Write out the whole listing again, exactly as given.
____ RECORDED INFORMATION
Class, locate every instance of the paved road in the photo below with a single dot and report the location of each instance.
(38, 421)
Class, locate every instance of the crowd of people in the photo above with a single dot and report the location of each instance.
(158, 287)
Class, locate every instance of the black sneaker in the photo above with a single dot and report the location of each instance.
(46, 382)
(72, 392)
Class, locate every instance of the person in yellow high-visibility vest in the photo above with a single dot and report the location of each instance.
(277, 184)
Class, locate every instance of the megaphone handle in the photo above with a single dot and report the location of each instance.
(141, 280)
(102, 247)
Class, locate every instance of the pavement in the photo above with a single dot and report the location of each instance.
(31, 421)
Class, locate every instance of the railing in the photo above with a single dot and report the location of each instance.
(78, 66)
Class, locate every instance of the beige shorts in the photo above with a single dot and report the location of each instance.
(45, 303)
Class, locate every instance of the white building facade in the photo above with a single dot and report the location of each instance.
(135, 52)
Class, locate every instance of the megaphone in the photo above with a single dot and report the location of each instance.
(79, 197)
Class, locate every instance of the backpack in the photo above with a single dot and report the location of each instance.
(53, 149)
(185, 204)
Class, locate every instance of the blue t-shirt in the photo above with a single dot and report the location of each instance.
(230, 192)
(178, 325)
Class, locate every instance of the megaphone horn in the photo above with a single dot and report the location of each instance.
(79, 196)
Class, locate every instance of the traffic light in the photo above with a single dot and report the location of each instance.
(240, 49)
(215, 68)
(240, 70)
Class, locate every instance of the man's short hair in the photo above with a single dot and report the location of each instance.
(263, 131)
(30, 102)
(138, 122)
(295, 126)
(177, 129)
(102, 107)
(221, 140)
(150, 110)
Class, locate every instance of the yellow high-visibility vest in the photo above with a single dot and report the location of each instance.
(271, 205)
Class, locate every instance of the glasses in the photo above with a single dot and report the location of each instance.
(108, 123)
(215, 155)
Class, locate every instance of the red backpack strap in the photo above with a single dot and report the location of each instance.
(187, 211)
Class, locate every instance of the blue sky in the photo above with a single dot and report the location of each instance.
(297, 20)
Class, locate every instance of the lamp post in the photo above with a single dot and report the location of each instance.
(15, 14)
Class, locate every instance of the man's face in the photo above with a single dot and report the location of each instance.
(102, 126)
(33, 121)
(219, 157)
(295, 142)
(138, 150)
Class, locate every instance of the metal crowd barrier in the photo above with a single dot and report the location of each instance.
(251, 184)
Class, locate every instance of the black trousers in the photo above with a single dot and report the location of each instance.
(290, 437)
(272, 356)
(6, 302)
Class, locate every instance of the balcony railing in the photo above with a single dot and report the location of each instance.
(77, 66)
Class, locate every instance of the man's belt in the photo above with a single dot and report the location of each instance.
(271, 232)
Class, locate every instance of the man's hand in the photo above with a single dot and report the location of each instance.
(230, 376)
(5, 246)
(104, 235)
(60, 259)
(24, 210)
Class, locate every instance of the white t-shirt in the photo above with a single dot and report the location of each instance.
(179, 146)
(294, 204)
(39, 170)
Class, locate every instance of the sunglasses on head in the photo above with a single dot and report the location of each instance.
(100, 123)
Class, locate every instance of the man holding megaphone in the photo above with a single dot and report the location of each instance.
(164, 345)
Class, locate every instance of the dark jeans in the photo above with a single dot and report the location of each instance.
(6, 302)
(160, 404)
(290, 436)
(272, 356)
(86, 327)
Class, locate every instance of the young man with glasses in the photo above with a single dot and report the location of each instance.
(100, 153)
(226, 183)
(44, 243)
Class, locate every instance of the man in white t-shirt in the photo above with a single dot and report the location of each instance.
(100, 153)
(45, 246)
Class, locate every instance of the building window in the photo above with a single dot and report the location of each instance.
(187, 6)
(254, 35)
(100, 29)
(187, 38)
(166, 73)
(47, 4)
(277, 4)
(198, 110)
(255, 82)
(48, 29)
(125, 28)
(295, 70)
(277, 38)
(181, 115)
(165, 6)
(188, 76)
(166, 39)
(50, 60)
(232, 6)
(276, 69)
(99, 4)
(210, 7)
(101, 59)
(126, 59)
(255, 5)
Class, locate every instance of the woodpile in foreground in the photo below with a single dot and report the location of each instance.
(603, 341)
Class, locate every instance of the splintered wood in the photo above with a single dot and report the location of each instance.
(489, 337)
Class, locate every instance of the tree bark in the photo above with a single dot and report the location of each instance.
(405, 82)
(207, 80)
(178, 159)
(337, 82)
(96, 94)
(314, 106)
________
== CORRECT RESPONSE ==
Class, locate every instance of the paved road in the photo below with a single dot and report the location of each instance.
(38, 421)
Class, locate every instance of the crowd of people in the photo above with a single dot and report the location of each instance.
(158, 287)
Class, locate every instance of the black sneaker in the photo above with a single dot and report the location of each instance.
(46, 382)
(72, 392)
Class, locate every instance of the person in yellow high-visibility vest in the photo above with a single dot and report the location of each instance.
(277, 184)
Class, locate every instance of the megaphone handle in the photo above with a single dot and report the location of each instance.
(141, 280)
(102, 247)
Class, locate every instance of the pavement in the photo above with a single dot and report the location of each instance.
(31, 421)
Class, locate every instance of the railing in the photo above with a single dot and report the location of each instance.
(78, 66)
Class, locate every instance of the beige shorts in the photo above with a single dot and report the location of each instance.
(45, 303)
Class, locate every instance of the white building facade in the photo above with a single dot and report the location of each instance.
(135, 52)
Class, locate every instance of the megaphone in the photo above with a single dot and report the location of each instance.
(79, 197)
Class, locate every instance of the backpack in the photo above with a single dot and report the location of each instance.
(53, 149)
(185, 204)
Class, locate every instance of the blue t-shirt in the photo above with a single dot and report the location of each instance.
(230, 192)
(178, 325)
Class, locate every instance of the megaphone horn in the photo above with a single dot and report the location of each instance.
(79, 196)
Class, locate every instance of the traffic light in the photo above with a single dot and report the location of each instance.
(240, 49)
(215, 68)
(240, 70)
Class, locate every instance of the man's short hair in the photo above with a single dot and report the location of each instance.
(263, 131)
(30, 102)
(138, 122)
(295, 126)
(177, 129)
(102, 107)
(221, 140)
(150, 110)
Class, locate every instance of the yellow high-visibility vest in the photo above with a single dot and report the location of each instance.
(271, 205)
Class, locate every instance of the glasses in the photo above with a single dot and report the location of each instance.
(108, 123)
(215, 155)
Class, locate every instance of the red backpack strap in the photo above with a single dot and report the location of each instance.
(187, 211)
Class, locate every instance of the blue sky in the photo above with a single dot and report the location of each instance.
(297, 20)
Class, locate every instance of the lamp post in the photo above with a single dot and report the location of each instance.
(15, 14)
Class, locate every instance of the man's face in the photo above with a single dot and report the location of each instance.
(102, 126)
(33, 121)
(219, 157)
(295, 142)
(138, 150)
Class, locate every instance of the metal crowd barrier in the photo above with a single dot and report the location of each instance.
(251, 184)
Class, locate every instance of the black trousers in the photo above with a single dot and report the location of each instance.
(290, 437)
(272, 356)
(6, 302)
Class, locate every instance of the balcony railing in the photo above with a single dot and report the location of each instance.
(77, 66)
Class, locate every instance of the man's belt in the photo above with a single dot and report the location of each instance.
(271, 232)
Class, locate every instance of the man's hand in the photo above with a single dot and report the location of each instance.
(230, 376)
(5, 246)
(104, 235)
(60, 259)
(24, 210)
Class, locate every instance of the white t-shirt in the photo above with a single dot and report the location of each instance.
(179, 146)
(294, 204)
(39, 170)
Class, locate every instance of the sunglasses on head in the photo above with a single dot and report the location of each instance.
(100, 123)
Class, locate every instance of the man holding megaphone in the photo above with a single dot and report the location of each instance.
(164, 345)
Class, locate every instance of the dark jeans in the photo above with a single dot and report the location of each instance.
(6, 302)
(160, 404)
(290, 436)
(272, 356)
(86, 327)
Class, locate every instance of the young man with glasses in the photo above with a single dot and report the location of each instance.
(100, 153)
(226, 183)
(44, 243)
Class, locate every instance of the man in white t-shirt in the photo above with a single dot and report the location of each instance.
(100, 153)
(45, 246)
Class, locate every instance of the building window in the photo above with a single dot and report the location of each instance.
(187, 6)
(254, 35)
(100, 29)
(187, 38)
(166, 73)
(47, 4)
(277, 4)
(198, 110)
(255, 82)
(48, 29)
(125, 28)
(295, 70)
(277, 38)
(181, 115)
(165, 6)
(188, 76)
(166, 39)
(50, 60)
(232, 6)
(276, 69)
(99, 4)
(210, 7)
(101, 59)
(126, 59)
(255, 5)
Class, locate every instance of the woodpile in foreground in the photo below with a single dot and report the location of each instance.
(603, 341)
Class, locate every instance of the splintered wood in the photo above with a single dot and report the location of each instance.
(489, 337)
Class, locate every instance of the tree bark in the photo above with a single dot and report the location of each instance.
(405, 82)
(207, 80)
(178, 159)
(337, 82)
(96, 94)
(314, 106)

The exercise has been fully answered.